*LATIHAN TERTULIS*: Pilih dan salin setiap baris dari catatan di bawah yang memuat kata "snow". Huruf besar dan kecil dianggap berbeda.

*DATA TERCATAT*:
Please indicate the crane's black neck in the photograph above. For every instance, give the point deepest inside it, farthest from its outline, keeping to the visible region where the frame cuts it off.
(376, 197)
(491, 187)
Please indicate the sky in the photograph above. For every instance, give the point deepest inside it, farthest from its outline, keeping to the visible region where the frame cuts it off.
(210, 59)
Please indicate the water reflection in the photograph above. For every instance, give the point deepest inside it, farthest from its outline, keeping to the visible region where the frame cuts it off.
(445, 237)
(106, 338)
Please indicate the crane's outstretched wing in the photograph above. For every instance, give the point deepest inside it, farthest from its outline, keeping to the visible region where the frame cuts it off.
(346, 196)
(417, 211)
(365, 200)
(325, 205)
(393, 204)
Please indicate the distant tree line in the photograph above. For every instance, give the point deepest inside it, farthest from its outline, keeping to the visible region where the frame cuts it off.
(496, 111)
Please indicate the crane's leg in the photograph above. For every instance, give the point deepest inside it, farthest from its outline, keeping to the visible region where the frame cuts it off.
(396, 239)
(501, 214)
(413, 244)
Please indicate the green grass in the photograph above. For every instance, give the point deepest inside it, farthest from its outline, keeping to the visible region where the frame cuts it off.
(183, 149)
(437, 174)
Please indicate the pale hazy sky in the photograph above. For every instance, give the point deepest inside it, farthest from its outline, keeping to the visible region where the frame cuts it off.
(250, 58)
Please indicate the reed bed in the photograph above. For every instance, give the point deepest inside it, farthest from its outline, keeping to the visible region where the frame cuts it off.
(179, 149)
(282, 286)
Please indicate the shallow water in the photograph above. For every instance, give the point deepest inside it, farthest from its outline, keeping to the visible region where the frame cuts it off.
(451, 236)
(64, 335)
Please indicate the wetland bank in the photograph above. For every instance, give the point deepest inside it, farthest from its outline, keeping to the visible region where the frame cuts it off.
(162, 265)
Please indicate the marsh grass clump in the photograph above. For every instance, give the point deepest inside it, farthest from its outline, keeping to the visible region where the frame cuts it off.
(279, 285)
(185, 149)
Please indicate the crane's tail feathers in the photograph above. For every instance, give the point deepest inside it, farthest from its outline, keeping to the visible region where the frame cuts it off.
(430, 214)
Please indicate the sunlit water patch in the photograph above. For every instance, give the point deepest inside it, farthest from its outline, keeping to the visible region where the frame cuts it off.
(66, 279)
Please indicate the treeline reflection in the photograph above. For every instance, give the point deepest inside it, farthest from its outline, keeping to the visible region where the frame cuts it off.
==
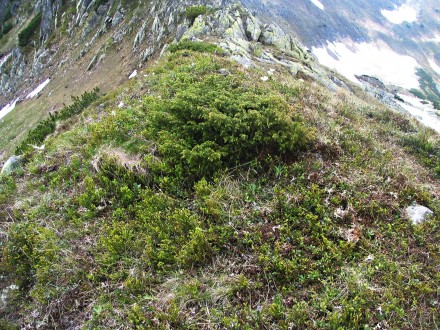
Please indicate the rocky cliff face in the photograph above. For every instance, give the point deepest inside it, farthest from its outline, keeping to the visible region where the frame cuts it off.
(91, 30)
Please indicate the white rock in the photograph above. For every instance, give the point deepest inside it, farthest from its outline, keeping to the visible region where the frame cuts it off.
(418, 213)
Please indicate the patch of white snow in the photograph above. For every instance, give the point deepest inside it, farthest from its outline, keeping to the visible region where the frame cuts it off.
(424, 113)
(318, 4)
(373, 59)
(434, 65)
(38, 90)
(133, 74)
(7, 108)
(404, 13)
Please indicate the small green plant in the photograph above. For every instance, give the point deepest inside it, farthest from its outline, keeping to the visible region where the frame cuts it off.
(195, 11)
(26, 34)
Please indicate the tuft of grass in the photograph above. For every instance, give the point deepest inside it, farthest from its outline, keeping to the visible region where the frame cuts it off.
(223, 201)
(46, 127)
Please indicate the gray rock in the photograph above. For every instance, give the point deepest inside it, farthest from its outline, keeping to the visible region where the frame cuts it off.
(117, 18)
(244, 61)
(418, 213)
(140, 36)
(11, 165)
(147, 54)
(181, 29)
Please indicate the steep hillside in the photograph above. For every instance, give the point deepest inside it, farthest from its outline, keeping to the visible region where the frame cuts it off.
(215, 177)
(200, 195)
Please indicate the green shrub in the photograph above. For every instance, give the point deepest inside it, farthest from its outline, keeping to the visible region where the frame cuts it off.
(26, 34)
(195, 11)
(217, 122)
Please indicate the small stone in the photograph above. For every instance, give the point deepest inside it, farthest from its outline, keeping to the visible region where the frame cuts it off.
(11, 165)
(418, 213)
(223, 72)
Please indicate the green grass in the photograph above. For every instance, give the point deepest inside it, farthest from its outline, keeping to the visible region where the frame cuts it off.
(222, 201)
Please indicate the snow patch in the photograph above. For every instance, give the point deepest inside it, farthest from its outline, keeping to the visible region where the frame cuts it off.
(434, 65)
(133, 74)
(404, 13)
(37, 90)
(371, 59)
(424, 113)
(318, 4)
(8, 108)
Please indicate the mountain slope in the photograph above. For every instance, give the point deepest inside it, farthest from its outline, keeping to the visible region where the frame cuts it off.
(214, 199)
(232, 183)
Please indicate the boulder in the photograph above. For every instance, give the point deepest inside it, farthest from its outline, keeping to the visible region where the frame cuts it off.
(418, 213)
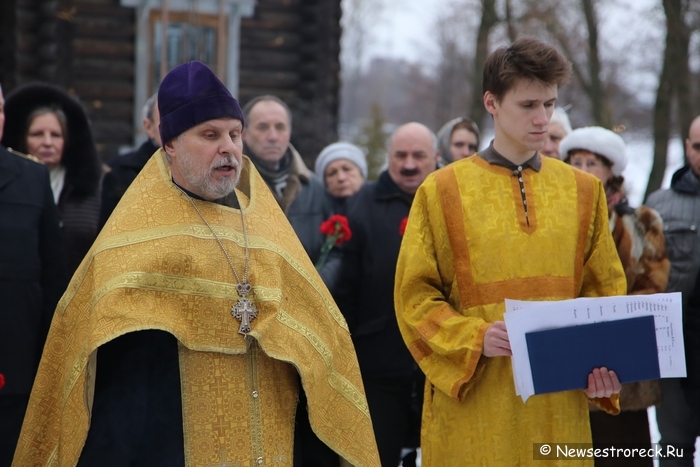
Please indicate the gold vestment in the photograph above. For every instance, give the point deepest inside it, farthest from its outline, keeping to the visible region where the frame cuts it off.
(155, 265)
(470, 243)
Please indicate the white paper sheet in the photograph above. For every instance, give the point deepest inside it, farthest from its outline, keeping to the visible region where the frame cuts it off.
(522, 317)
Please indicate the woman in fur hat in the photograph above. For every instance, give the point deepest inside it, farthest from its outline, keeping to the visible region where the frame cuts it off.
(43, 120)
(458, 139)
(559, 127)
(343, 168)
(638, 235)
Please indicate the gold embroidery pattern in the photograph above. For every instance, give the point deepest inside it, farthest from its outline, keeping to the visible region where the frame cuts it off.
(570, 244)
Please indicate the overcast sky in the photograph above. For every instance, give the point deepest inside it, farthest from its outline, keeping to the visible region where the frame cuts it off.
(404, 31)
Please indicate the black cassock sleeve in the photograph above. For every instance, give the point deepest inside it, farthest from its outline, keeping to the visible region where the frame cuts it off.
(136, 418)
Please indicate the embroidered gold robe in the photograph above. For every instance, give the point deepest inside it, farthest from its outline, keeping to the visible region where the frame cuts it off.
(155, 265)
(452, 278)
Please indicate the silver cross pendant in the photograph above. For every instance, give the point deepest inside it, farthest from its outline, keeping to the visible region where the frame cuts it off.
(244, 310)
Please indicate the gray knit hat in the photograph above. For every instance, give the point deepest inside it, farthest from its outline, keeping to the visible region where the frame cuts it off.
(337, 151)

*JAWABAN*:
Please indicate the patch of white snow in the photograph above. For every instance, give the point deepest inside it, farthest from its outline, keeping to the visible region where the frame cuts it off.
Please indicate the snow patch in the photograph above. For every instance, give the point deepest inside it, farthest from its outline, keeping to the visible region where the frame cuts it off.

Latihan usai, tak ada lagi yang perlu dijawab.